■ Entries supplied:
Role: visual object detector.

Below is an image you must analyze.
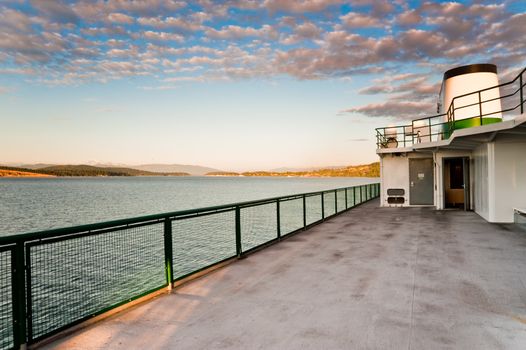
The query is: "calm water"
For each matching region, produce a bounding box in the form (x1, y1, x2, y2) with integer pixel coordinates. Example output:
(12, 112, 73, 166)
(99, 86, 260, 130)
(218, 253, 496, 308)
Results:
(0, 176, 377, 236)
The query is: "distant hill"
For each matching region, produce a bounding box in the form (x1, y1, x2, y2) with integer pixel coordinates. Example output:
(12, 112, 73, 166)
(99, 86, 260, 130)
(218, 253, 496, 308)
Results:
(18, 163, 57, 169)
(0, 165, 190, 177)
(205, 162, 380, 178)
(0, 167, 53, 177)
(128, 164, 222, 176)
(206, 171, 241, 176)
(270, 165, 347, 172)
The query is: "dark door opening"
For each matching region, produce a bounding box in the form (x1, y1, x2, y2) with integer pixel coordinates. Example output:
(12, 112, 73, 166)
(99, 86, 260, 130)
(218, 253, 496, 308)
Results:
(444, 157, 470, 210)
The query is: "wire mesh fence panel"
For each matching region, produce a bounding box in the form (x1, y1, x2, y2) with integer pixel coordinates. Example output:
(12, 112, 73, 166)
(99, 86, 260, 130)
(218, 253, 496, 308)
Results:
(357, 187, 363, 204)
(28, 223, 165, 340)
(172, 211, 236, 280)
(346, 188, 355, 208)
(0, 248, 13, 350)
(305, 194, 322, 225)
(279, 198, 303, 236)
(336, 190, 346, 213)
(241, 203, 277, 252)
(324, 192, 336, 217)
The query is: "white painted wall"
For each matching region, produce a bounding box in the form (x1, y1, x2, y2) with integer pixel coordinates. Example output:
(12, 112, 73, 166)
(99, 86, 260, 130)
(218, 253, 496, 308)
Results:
(380, 152, 434, 207)
(492, 137, 526, 222)
(442, 72, 502, 120)
(380, 154, 409, 206)
(473, 144, 489, 221)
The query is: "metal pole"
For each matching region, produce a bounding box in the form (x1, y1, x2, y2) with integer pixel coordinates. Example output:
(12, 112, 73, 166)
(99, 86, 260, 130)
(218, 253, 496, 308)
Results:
(334, 190, 338, 213)
(12, 243, 27, 349)
(353, 187, 356, 207)
(276, 199, 281, 240)
(520, 74, 524, 115)
(235, 206, 242, 257)
(302, 194, 306, 229)
(321, 192, 325, 220)
(345, 188, 348, 209)
(163, 218, 174, 289)
(428, 120, 432, 142)
(478, 91, 483, 125)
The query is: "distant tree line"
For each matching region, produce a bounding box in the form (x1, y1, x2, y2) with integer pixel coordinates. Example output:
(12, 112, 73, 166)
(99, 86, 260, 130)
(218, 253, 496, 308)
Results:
(0, 165, 190, 177)
(205, 162, 380, 178)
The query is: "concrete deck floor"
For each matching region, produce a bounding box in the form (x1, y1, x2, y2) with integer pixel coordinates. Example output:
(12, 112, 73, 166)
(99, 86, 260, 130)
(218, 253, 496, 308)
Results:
(44, 200, 526, 350)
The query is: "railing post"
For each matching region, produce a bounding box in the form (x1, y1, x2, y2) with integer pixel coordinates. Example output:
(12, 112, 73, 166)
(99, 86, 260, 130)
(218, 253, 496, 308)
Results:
(428, 120, 432, 142)
(478, 91, 483, 125)
(345, 188, 348, 209)
(163, 218, 173, 290)
(334, 190, 338, 213)
(451, 99, 455, 130)
(235, 206, 242, 257)
(353, 186, 356, 206)
(520, 73, 524, 114)
(276, 199, 281, 240)
(12, 242, 27, 350)
(321, 192, 325, 220)
(302, 194, 306, 229)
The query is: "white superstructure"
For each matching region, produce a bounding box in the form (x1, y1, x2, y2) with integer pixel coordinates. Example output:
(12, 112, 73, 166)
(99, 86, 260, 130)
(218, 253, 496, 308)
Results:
(375, 64, 526, 223)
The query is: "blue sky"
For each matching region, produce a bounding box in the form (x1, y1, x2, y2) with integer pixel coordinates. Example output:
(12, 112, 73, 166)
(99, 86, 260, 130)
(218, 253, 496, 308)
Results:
(1, 0, 525, 171)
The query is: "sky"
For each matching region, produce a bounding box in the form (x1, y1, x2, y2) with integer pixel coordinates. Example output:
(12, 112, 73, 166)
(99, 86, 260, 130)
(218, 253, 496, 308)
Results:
(0, 0, 525, 171)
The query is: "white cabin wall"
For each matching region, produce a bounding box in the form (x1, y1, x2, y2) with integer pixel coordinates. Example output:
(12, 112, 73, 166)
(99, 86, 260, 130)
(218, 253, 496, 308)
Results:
(473, 144, 490, 221)
(380, 154, 409, 207)
(492, 137, 526, 222)
(380, 152, 434, 207)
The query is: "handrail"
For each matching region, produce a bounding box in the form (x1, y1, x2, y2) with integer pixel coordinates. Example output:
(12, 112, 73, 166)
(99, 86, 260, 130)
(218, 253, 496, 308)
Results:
(0, 185, 366, 245)
(375, 66, 526, 149)
(0, 183, 380, 349)
(450, 67, 526, 101)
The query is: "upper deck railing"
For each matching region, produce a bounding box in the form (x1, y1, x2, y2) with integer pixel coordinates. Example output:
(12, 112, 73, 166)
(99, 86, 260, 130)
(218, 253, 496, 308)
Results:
(376, 67, 526, 149)
(0, 183, 379, 350)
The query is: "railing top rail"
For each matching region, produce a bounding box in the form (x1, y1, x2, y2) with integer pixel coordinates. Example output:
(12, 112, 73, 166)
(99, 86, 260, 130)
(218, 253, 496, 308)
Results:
(375, 113, 448, 135)
(411, 113, 446, 123)
(375, 65, 525, 144)
(450, 66, 526, 102)
(0, 183, 379, 245)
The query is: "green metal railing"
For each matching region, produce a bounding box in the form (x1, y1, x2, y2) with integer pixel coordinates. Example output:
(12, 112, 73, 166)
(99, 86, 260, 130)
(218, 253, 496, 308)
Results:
(376, 66, 526, 148)
(0, 183, 380, 349)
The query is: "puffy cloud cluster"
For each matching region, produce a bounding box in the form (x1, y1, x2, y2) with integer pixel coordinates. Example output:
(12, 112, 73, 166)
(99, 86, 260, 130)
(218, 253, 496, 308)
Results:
(0, 1, 524, 118)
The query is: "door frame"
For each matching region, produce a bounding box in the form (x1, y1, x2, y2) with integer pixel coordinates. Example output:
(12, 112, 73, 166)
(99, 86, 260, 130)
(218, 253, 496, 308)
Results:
(442, 156, 471, 211)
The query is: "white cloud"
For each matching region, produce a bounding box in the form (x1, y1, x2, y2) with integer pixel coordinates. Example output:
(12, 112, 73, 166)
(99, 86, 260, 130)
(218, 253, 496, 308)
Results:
(107, 13, 135, 24)
(142, 31, 185, 42)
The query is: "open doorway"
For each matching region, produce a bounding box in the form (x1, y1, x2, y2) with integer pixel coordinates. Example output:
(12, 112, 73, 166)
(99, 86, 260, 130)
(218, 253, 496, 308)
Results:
(443, 157, 470, 210)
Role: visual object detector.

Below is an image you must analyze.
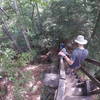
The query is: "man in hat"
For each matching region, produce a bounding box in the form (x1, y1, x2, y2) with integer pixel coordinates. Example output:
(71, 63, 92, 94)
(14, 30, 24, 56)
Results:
(58, 35, 88, 69)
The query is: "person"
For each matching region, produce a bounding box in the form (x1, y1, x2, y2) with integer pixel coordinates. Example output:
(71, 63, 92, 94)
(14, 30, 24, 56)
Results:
(58, 35, 88, 70)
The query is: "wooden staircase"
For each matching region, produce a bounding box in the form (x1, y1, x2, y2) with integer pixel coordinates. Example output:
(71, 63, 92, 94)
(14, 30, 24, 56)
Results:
(43, 58, 100, 100)
(64, 72, 92, 100)
(55, 58, 94, 100)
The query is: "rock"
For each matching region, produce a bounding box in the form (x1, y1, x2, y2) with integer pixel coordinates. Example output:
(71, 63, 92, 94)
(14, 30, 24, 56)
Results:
(43, 73, 59, 88)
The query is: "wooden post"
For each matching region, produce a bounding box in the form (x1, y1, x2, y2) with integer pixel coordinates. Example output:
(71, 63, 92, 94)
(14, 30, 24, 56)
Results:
(56, 58, 66, 100)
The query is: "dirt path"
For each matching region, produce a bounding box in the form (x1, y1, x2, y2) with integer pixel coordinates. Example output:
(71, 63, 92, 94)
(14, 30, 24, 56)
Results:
(23, 64, 50, 100)
(5, 64, 51, 100)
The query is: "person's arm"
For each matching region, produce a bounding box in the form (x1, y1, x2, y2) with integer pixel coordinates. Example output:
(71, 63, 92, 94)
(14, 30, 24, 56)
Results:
(64, 55, 74, 65)
(58, 51, 74, 65)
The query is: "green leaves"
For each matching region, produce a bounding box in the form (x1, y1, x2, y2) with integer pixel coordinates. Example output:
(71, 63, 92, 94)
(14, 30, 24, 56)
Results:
(30, 0, 48, 6)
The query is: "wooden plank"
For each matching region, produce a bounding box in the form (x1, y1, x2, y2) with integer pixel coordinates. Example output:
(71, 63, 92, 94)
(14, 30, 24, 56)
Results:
(60, 58, 66, 79)
(64, 96, 92, 100)
(56, 58, 66, 100)
(85, 58, 100, 66)
(56, 79, 65, 100)
(89, 89, 100, 95)
(80, 67, 100, 88)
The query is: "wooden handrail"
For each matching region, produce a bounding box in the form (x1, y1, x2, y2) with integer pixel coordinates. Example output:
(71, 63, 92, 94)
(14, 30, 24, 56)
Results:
(44, 49, 100, 96)
(80, 66, 100, 88)
(85, 58, 100, 66)
(43, 50, 100, 66)
(89, 89, 100, 95)
(55, 58, 66, 100)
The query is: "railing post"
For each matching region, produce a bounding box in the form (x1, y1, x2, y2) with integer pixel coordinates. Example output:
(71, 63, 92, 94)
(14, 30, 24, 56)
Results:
(56, 58, 66, 100)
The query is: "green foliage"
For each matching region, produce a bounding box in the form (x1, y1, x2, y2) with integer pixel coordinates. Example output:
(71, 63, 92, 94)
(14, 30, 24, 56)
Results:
(0, 47, 35, 99)
(1, 0, 98, 48)
(0, 48, 37, 81)
(13, 71, 34, 100)
(0, 0, 100, 99)
(30, 0, 48, 6)
(17, 49, 37, 66)
(0, 48, 16, 69)
(1, 48, 37, 67)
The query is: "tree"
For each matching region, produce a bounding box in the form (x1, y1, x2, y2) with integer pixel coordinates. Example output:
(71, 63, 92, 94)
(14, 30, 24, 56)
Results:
(1, 19, 21, 52)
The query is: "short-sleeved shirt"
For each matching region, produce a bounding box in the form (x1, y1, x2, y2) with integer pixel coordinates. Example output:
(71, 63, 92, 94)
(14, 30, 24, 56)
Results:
(70, 48, 88, 68)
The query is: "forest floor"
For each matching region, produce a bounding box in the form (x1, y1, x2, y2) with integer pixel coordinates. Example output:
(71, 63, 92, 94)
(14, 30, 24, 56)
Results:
(0, 63, 97, 100)
(2, 63, 50, 100)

■ Activity:
Check each line of the data above for the word "distant" and state how many lines contain it, with no other text.

■ Worked solution:
2